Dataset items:

········

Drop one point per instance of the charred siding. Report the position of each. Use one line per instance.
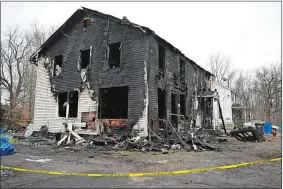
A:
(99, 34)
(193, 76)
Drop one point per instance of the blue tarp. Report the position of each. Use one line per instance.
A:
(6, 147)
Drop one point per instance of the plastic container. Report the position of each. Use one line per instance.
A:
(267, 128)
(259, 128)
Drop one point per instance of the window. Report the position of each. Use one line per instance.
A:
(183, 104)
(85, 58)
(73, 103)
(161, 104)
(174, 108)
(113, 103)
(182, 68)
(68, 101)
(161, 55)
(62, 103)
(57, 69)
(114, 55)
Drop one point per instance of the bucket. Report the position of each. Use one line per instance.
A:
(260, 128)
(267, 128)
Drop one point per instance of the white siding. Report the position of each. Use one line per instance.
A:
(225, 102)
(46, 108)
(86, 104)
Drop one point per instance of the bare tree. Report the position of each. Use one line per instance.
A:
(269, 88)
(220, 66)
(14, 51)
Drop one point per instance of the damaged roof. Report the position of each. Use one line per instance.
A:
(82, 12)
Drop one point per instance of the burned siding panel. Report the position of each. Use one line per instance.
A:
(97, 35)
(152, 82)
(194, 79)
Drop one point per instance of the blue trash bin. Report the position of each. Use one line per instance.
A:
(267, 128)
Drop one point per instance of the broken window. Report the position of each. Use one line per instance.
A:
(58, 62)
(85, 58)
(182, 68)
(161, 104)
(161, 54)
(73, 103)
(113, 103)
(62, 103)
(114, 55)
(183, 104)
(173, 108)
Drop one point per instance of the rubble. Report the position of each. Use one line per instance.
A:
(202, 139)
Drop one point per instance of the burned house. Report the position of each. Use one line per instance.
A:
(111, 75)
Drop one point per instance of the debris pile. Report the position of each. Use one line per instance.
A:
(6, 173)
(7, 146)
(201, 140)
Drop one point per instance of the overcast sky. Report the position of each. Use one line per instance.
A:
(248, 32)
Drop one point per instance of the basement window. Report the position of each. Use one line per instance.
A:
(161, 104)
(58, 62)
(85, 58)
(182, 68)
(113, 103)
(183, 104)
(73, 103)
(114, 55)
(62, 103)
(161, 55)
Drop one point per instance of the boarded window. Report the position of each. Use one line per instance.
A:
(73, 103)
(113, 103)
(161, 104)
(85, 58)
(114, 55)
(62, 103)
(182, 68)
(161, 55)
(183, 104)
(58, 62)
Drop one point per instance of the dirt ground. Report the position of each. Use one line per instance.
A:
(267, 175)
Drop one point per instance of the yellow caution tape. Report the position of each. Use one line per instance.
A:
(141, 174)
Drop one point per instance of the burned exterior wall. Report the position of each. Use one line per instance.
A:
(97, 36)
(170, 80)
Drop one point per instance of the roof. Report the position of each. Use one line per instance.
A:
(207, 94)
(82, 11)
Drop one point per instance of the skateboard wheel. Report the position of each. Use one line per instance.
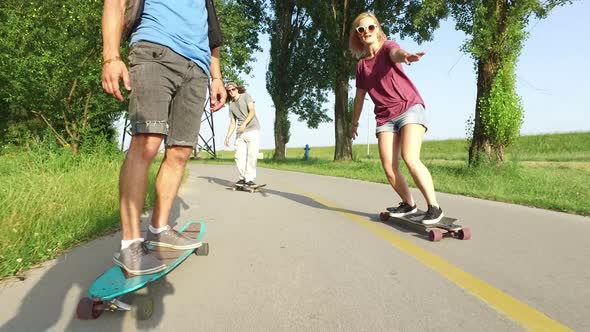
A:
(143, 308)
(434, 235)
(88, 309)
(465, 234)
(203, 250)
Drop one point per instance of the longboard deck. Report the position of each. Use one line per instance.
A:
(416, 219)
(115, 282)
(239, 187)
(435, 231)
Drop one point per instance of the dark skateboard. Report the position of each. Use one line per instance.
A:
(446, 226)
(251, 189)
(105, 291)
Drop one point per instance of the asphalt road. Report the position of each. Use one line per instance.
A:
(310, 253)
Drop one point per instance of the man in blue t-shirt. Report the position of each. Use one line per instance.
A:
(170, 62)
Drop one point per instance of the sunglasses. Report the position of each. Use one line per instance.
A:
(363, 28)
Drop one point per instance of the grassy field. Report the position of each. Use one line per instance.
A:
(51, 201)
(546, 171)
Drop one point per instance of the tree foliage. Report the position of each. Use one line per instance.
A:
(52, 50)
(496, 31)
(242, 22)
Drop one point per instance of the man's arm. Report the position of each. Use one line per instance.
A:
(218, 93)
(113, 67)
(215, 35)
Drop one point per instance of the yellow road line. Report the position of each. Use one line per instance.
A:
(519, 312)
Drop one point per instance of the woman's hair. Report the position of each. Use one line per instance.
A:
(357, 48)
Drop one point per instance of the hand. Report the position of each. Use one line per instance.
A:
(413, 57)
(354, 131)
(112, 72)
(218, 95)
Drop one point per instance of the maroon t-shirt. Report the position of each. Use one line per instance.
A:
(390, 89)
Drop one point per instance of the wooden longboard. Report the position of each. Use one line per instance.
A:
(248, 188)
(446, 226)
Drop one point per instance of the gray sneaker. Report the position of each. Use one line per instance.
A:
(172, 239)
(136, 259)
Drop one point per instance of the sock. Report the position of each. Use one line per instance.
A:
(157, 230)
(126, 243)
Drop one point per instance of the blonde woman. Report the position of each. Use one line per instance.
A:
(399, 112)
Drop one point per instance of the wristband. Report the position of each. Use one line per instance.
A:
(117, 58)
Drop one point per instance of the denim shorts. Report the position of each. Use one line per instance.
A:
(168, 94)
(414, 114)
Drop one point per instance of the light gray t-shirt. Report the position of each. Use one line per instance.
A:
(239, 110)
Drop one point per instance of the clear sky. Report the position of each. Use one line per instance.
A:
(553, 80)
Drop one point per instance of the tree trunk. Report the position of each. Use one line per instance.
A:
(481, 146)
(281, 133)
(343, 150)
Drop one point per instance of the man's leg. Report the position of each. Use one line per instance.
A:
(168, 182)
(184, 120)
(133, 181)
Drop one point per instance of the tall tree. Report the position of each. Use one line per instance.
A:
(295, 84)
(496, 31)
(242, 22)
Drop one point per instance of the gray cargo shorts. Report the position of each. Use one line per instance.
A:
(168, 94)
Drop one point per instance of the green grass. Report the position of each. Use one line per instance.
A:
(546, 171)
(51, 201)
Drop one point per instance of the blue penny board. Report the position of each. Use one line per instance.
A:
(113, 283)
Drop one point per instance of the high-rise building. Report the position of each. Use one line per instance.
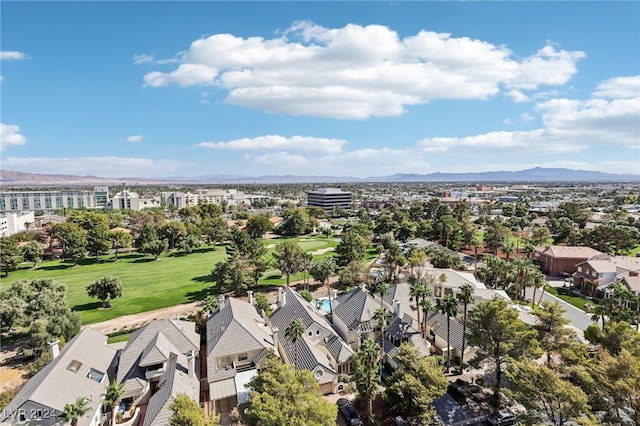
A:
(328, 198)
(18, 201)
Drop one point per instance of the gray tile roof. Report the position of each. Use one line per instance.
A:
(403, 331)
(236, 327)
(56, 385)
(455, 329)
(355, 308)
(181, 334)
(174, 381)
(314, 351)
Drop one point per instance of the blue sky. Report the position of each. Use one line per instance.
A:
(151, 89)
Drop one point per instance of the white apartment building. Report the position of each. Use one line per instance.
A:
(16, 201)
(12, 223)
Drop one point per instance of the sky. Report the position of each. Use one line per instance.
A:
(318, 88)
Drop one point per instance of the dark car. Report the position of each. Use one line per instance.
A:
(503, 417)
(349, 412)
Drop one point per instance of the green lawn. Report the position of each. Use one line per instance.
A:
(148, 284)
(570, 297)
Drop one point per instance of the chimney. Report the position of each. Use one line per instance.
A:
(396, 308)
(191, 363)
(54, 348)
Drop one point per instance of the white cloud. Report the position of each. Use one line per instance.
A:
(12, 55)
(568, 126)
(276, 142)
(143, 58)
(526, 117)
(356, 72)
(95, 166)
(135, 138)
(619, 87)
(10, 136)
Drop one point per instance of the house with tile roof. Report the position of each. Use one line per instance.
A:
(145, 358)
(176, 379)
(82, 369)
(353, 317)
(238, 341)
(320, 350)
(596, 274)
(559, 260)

········

REQUIREMENT: Output every record above exactly as written, but skip the pictures.

TASK RESPONSE:
Drop one point per instance of the charred siding. Report the position of each. Use one line per instance.
A:
(99, 34)
(193, 76)
Drop one point per instance of the blue tarp. Report the position of each. Use one line per instance.
A:
(6, 147)
Drop one point per instance of the plastic container. Report the position of each. Use one line per instance.
A:
(267, 128)
(259, 128)
Drop one point per instance of the window. Report the position of each. Use one line per instance.
A:
(183, 104)
(85, 58)
(73, 103)
(161, 104)
(174, 108)
(113, 103)
(182, 68)
(68, 101)
(161, 55)
(62, 103)
(57, 69)
(114, 55)
Drop one point per instance of the bucket. Report the position of each. Use one line per instance.
A:
(260, 128)
(267, 128)
Drop one point per instance of the white siding. Report the position of each. Use one line per instance.
A:
(225, 102)
(46, 108)
(86, 104)
Drop one point per instance of the bare tree. Report the position of each. Use one line per instance.
A:
(269, 88)
(220, 66)
(14, 51)
Drop one point per instance of the damaged roof. Report the position of each. Use one line per instance.
A:
(82, 12)
Drop one point per instance of the burned siding panel. Report the position of each. Use one line per instance.
A:
(97, 35)
(152, 82)
(194, 79)
Drop one point per instance of the blue trash bin. Report the position of each. Use one line per instance.
A:
(267, 128)
Drop one point per instance of the broken window. Report the position of each. Use one line per instance.
A:
(58, 62)
(85, 58)
(182, 68)
(161, 104)
(161, 54)
(73, 103)
(113, 103)
(62, 103)
(114, 55)
(183, 104)
(173, 108)
Drop one point per instance of the rubble. Report the position of each. Use one line per instance.
A:
(202, 139)
Drop one point per instance of the burned house. Report the position of each. Use one line per instance.
A:
(111, 75)
Drop one point per instance of the debris pile. Report the position of each. Use one line per instance.
A:
(6, 173)
(7, 146)
(201, 140)
Drop one point per instance of the overcast sky. Report the position of each. Use one line per instance.
A:
(248, 32)
Drop one point per instance of the basement window. Report the position of each. Use one line per instance.
A:
(161, 104)
(58, 62)
(85, 58)
(182, 68)
(113, 103)
(183, 104)
(73, 103)
(114, 55)
(62, 103)
(161, 55)
Drop one point per instance of the boarded window. Report the position of each. Use one line per instance.
A:
(73, 103)
(113, 103)
(161, 104)
(85, 58)
(114, 55)
(62, 103)
(182, 68)
(161, 55)
(183, 104)
(58, 62)
Drop one point per instance of the dirt ground. Report the position of each. Use one line per instance.
A:
(267, 175)
Drop one point per instance of the yellow caution tape. Report the position of each. Use one line per instance.
A:
(141, 174)
Drop one point per instance of the burned exterior wall. Report the position of each. Use one line per instance.
A:
(97, 36)
(170, 80)
Drop one point per instance of the roof. Report the position of each. Use one line per instance.
A:
(207, 94)
(82, 11)
Drop one point per instance of the skateboard wheel. Report the position of each. Use one line per instance.
A:
(143, 308)
(434, 235)
(88, 309)
(465, 234)
(203, 250)
Drop one point per instance of the longboard deck. Report the position of each. Use one line per instance.
A:
(416, 219)
(115, 282)
(239, 187)
(435, 231)
Drop one point per instance of the dark skateboard. Report the position of each. Use one line per instance.
A:
(446, 226)
(251, 189)
(105, 291)
Drop one point per instance of the asphalt road. Report the position of each. Use one line per instance.
A:
(310, 253)
Drop one point per instance of the man in blue t-shirt. Report the position of each. Use one line per instance.
A:
(170, 62)
Drop one point per instance of the sunglasses. Report the position of each. Use one line per instance.
A:
(363, 28)
Drop one point per instance of the grassy field. Report the position of each. Use one line per instance.
A:
(51, 201)
(546, 171)
Drop one point per instance of the tree foliage. Report the position of each. Use one line per instance.
A:
(52, 50)
(496, 31)
(242, 22)
Drop one point per instance of the man's arm. Report the position of each. Use one line per instance.
A:
(218, 93)
(113, 67)
(215, 35)
Drop one point per instance of the yellow road line. Report the position of each. Use one line per instance.
A:
(519, 312)
Drop one point per instance of the woman's hair. Report the position of each. Use one line per instance.
A:
(357, 48)
Drop one point per instance of the hand. Report the position of each. Use one line per instance.
A:
(413, 57)
(354, 131)
(112, 72)
(218, 95)
Drop one point per instance of the maroon t-shirt. Report the position of each. Use one line per instance.
A:
(390, 89)
Drop one point per instance of the wooden longboard. Report the position of each. Use one line per instance.
A:
(248, 188)
(446, 226)
Drop one point per instance of the gray sneaker. Report the position of each. Use one line per instance.
A:
(172, 239)
(136, 259)
Drop one point per instance of the sock. Report the position of each. Use one line per instance.
A:
(157, 230)
(126, 243)
Drop one point per instance of the blonde woman. Report the position of each. Use one line per instance.
A:
(399, 112)
Drop one point per instance of the wristband. Report the position of each. Use one line per instance.
A:
(117, 58)
Drop one point per instance of the denim shorts. Report the position of each. Use one line per instance.
A:
(168, 94)
(414, 114)
Drop one point per instance of the light gray t-shirt. Report the position of each. Use one line per instance.
A:
(239, 110)
Drop one point per instance of the clear sky. Report the position of each. Use one line per instance.
A:
(553, 80)
Drop one point per instance of the tree trunk. Report the position of each. Use one line per instance.
A:
(481, 146)
(281, 133)
(343, 150)
Drop one point per instance of the man's leg. Report the position of each. Use one line per instance.
A:
(168, 182)
(184, 120)
(133, 181)
Drop one point per instance of the tall tree. Report the position of each. Use one line per instance.
A:
(295, 84)
(496, 31)
(242, 22)
Drop one point per instance of the gray cargo shorts. Report the position of each. Use one line per instance.
A:
(168, 94)
Drop one point per instance of the green grass. Report the position of each. Use one line per instance.
A:
(546, 171)
(51, 201)
Drop one point per instance of the blue penny board. Report the position of each. Use one line per instance.
A:
(113, 283)
Drop one point per instance of the high-rise building. Report the position of each. Use one line per instance.
A:
(328, 198)
(18, 201)
Drop one point per instance of the gray tile roof. Report the position of each. Use one line per instance.
A:
(403, 331)
(236, 327)
(56, 385)
(455, 329)
(355, 308)
(181, 334)
(174, 381)
(314, 351)
Drop one point per instance of the blue sky. Report the position of each. Use one line per instance.
A:
(151, 89)
Drop one point per instance of the white apartment building. Report the position of each. Use one line per instance.
A:
(16, 201)
(12, 223)
Drop one point per instance of the sky. Report the position of each. Use one line per instance.
A:
(318, 88)
Drop one point per instance of the dark car. Report the position of each. Use one line per instance.
A:
(503, 417)
(349, 412)
Drop one point per instance of the green lawn. Report the position of each. Use one line per instance.
A:
(148, 284)
(570, 297)
Drop one point per instance of the chimney. Report the position of each. Use one line per instance.
A:
(396, 308)
(191, 363)
(54, 348)
Drop one point per instance of the white cloud. Report the position of each. Use one line per instance.
A:
(12, 55)
(568, 126)
(276, 142)
(143, 58)
(526, 117)
(356, 72)
(95, 166)
(135, 138)
(619, 87)
(10, 136)
Drop one point per instance of the house with tile roof. Report the position of each. Use one line per instance.
A:
(145, 358)
(176, 379)
(82, 369)
(353, 317)
(238, 341)
(320, 350)
(596, 274)
(559, 260)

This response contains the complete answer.